Return all entries word for word, but drop any images.

### [RAW RECORDS]
+ + + + + + +

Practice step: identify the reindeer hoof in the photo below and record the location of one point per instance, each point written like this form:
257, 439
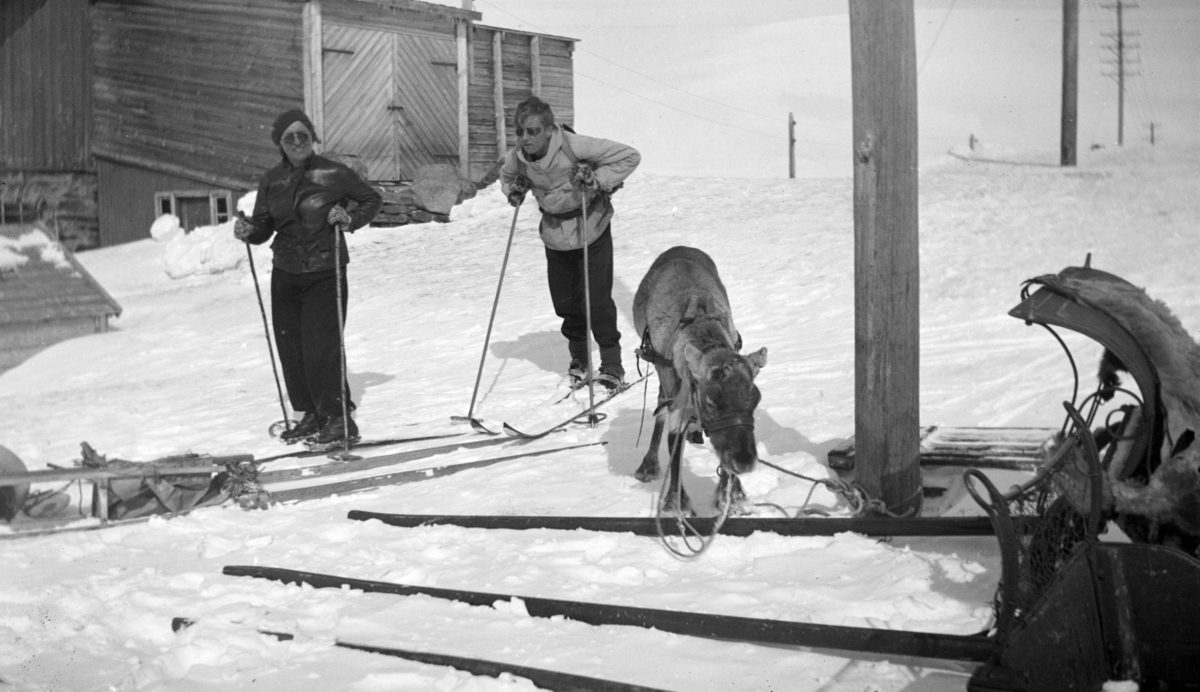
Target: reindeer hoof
647, 471
670, 507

+ + + + + + +

### [WRITTEN RESPONSE]
Practice step: identify the reindeer hoof in the photo below and record the location of one point per instance, each point written like this form:
257, 439
Target: reindeer hoof
647, 471
670, 507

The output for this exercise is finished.